▸ **About this exercise**:
Return every record exactly as it appears. Leave nothing out.

▸ **Data shown**:

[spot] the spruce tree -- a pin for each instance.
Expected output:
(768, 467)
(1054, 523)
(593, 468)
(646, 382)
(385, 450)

▸ **Answer for this exercise**:
[spot] the spruce tree -- a pin for each instance.
Expected output:
(768, 467)
(1054, 523)
(593, 468)
(646, 382)
(385, 450)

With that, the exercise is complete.